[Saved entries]
——————————

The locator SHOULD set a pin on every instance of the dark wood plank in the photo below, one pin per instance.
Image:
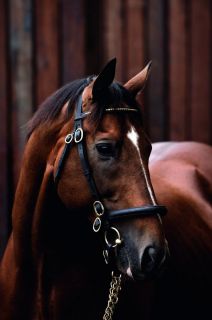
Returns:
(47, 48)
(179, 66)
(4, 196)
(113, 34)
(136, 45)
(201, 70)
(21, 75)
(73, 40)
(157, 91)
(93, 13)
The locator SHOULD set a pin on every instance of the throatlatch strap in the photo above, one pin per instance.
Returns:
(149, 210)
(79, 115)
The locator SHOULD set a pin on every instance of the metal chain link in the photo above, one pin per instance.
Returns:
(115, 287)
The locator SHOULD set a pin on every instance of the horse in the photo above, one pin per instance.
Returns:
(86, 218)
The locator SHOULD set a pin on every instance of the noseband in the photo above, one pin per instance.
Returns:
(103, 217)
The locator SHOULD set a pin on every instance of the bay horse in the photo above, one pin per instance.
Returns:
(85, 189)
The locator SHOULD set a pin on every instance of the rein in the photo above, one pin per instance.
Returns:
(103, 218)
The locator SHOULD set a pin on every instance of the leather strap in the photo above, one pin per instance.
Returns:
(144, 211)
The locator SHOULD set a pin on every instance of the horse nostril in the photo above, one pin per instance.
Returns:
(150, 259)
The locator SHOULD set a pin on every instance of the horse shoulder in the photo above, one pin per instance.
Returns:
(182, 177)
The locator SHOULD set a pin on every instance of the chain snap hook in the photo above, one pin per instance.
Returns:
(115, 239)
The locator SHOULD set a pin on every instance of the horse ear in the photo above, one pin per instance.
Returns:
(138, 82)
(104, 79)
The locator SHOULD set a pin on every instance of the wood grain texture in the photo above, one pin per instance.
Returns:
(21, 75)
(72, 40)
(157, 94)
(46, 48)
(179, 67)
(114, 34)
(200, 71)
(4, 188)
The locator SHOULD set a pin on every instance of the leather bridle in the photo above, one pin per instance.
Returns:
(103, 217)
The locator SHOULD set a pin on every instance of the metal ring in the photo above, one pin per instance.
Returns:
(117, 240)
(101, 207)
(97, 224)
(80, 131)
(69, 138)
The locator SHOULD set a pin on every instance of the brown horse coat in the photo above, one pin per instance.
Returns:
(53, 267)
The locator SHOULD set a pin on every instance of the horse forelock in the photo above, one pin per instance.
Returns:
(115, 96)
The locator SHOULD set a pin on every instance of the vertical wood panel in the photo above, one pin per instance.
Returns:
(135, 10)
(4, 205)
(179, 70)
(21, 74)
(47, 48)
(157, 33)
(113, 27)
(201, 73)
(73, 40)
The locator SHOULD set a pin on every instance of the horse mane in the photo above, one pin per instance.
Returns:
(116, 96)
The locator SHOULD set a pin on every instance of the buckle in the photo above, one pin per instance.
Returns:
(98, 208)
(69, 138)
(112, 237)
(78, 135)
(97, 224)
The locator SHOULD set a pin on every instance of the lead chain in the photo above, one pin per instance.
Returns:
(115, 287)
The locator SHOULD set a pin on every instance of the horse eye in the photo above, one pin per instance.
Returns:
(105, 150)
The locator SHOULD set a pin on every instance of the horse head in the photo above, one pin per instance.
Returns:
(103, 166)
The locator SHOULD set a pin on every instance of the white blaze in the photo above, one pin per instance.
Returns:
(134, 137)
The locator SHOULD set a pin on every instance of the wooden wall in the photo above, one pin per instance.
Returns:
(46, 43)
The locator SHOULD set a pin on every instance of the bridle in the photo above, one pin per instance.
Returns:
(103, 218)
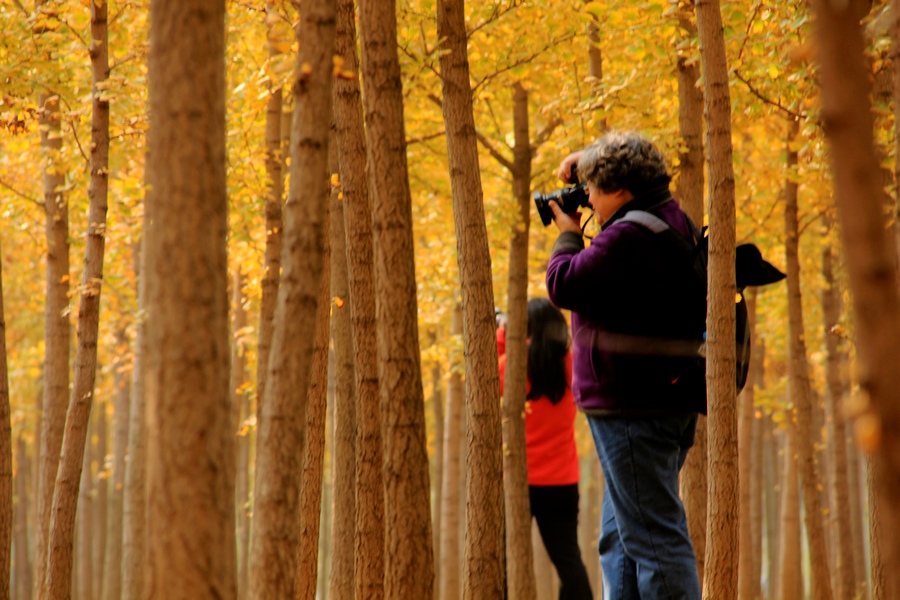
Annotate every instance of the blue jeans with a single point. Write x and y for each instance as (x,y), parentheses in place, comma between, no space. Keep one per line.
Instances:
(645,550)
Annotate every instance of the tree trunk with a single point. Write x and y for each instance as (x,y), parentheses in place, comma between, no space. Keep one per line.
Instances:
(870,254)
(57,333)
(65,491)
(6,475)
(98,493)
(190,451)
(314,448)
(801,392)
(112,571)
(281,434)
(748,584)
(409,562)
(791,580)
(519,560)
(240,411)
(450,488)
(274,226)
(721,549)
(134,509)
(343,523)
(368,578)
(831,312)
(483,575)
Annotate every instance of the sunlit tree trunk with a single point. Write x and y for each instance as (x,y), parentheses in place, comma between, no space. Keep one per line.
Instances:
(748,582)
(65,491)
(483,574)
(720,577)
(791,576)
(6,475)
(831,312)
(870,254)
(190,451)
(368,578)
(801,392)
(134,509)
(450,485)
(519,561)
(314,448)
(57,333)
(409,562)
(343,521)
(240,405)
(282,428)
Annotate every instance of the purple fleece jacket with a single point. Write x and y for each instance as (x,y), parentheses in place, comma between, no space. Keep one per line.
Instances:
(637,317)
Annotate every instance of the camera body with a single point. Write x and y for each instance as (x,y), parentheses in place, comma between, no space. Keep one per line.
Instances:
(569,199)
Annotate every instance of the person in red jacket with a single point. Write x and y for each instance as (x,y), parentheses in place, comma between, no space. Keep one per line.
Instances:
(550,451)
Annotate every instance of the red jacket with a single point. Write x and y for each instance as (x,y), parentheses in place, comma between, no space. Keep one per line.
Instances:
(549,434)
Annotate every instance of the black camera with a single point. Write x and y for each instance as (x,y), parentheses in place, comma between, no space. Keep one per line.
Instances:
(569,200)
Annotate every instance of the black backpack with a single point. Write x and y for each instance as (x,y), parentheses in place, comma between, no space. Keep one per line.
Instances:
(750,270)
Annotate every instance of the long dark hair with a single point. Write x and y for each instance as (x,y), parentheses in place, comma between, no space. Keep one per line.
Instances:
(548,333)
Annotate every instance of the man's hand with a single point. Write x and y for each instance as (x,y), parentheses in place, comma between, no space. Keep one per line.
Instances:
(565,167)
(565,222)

——————————

What this task involves |
All of the lines above should be printed exactly, minus the pictures.

Written solution |
The locator SHOULD set a pin on every instance of the dark wood plank in the photo below, one pin per instance.
Image:
Returns:
(47, 48)
(179, 66)
(4, 196)
(113, 34)
(136, 45)
(201, 70)
(21, 75)
(73, 40)
(157, 91)
(93, 13)
The locator SHOULD set a pin on every instance of the throatlatch strap in the photo above, one pin per instance.
Returns:
(149, 210)
(79, 115)
The locator SHOULD set a pin on every instance of the metal chain link in the photo above, one pin per instance.
Returns:
(115, 287)
The locator SHOULD set a pin on every instance of the horse in the photo above, one pin per instance.
Returns:
(86, 218)
The locator SHOULD set a pin on every instance of the noseband in the photo above, one pin per instance.
Returns:
(103, 217)
The locator SHOULD set a pin on every instance of the bay horse in the photo above, one pin per instance.
Returns:
(85, 189)
The locator SHOULD set a pin on every instance of the rein in the photo above, one pin per instance.
Returns:
(103, 218)
The locator SHOULD set a pin on every instance of the leather strap in the photo above, one pin per instance.
Returns:
(144, 211)
The locator SHOULD set a pin on every instance of the horse nostril in the photo above, one pin per instance.
Returns:
(150, 259)
The locator SHOULD set a pin on every instance of the horse shoulder in the photo above, one pin per instance.
Returns:
(182, 177)
The locator SHOULD set a pin on every instance of the chain snap hook in the photo above, one pin per instance.
Returns:
(115, 239)
The locator SHOULD set a pin on every instance of the horse ear in the photo above, one pin per instance.
Returns:
(138, 82)
(104, 79)
The locator SHOULD set a pin on every instance of the wood grain texture in the photo above, one pin per instance.
Returns:
(21, 75)
(72, 40)
(157, 94)
(46, 48)
(179, 67)
(114, 34)
(200, 71)
(4, 188)
The locator SHOULD set a pin on every instance of the leather bridle in the photo above, one pin per instance.
Returns:
(103, 217)
The locator SHOULD set a pin on every instance of the metal ring in the photo above, one pin per instance.
Returns:
(117, 240)
(101, 207)
(97, 224)
(80, 131)
(69, 138)
The locator SHOULD set a pin on every instance of the brown horse coat in the photo above, one pin per instance.
Returns:
(53, 267)
The locator SHOULD set a pin on every instance of the horse forelock in the photo above, one pin per instance.
Returns:
(115, 96)
The locator SHOULD set a pin on every instance of the vertical wood panel in the photo above, one pin per instance.
Returns:
(135, 10)
(4, 205)
(179, 70)
(21, 74)
(47, 48)
(157, 33)
(113, 27)
(201, 73)
(73, 40)
The locator SHOULD set a pin on every instance of the horse mane in the photo above, one pin per instance.
Returns:
(116, 96)
The locator SHOULD set a pin on every instance of the buckle in the photo above, one pin per instance.
Returns:
(98, 208)
(69, 138)
(112, 237)
(78, 135)
(97, 224)
The locator SHOULD set a pin on every instance of the lead chain in the photo above, one pin per instance.
Returns:
(115, 287)
The locator SHOULD set a pin on every instance of the horse eye in the photo above, one pin per instance.
Returns:
(105, 150)
The locator SHOULD set a pin on every instance of the horse head in the photo above, one pin per instance.
Returns:
(103, 166)
The locator SHOULD set a pin on every instance of the white blaze in the photo above, one pin per instance.
Returns:
(134, 137)
The locator SHOULD set a pin on every instance of the wooden wall in the photo above, one pin per instance.
Returns:
(46, 43)
The locator SHOULD set a pin on every instance of the bridle in the photo above, one pin per instance.
Returns:
(103, 218)
Annotate every instance of the blue jeans with a single point. Write x and y for each instance as (x,y), parentheses in place, comma between, no space. Keep one per line.
Instances:
(645,550)
Annotate every instance of the tree trunk with a single point. Write x and y for each instance as (x,y), parentheses in place, comma between, no space. Keep one per line.
Instances:
(870,254)
(57,333)
(65,491)
(6,475)
(98,493)
(190,451)
(314,448)
(801,392)
(112,571)
(281,434)
(748,584)
(409,562)
(791,580)
(519,560)
(240,411)
(450,488)
(274,226)
(721,549)
(134,509)
(343,523)
(368,578)
(831,312)
(483,575)
Annotate every instance of the sunlit tree trunk with a single point. Write x and y for each instance as (x,y), parentheses in place, comma between, no space. Keep one per line.
Instances:
(748,582)
(65,491)
(483,574)
(720,577)
(791,576)
(6,475)
(831,312)
(870,254)
(190,451)
(368,578)
(801,392)
(134,509)
(450,485)
(519,561)
(314,448)
(57,333)
(409,562)
(343,521)
(240,405)
(282,428)
Annotate every instance of the purple fleece jacket with a single point. Write x and y for each instance as (x,y), parentheses in place, comma between, no space. Keep one per line.
Instances:
(637,317)
Annotate every instance of the camera body with a single point. Write x and y for each instance as (x,y), parentheses in place, comma between, no space. Keep one per line.
Instances:
(569,199)
Annotate every instance of the person in red jacket with a single point. Write x and y for each instance as (x,y), parentheses in place, comma between, no space. Keep one per line.
Instances:
(550,451)
Annotate every instance of the red jacket with a single point. Write x and y for each instance as (x,y), parentheses in place, comma between, no space. Keep one per line.
Instances:
(549,434)
Annotate every instance of the black camera with a single point. Write x and y for each instance as (x,y), parentheses in place, comma between, no space. Keep one per line.
Instances:
(569,200)
Annotate every instance of the black backpack with a single point. Write x and y for each instance as (x,y), parentheses in place, comma between, no space. Keep one per line.
Instances:
(750,270)
Annotate every instance of the long dark hair with a single point. Write x and y for each instance as (x,y), parentheses in place, comma between, no space. Keep one per line.
Instances:
(548,333)
Annotate every instance of the man's hand with a single point. Write x and y for each instance as (x,y), parentheses in place, comma between, no space. Keep one per line.
Instances:
(565,167)
(565,222)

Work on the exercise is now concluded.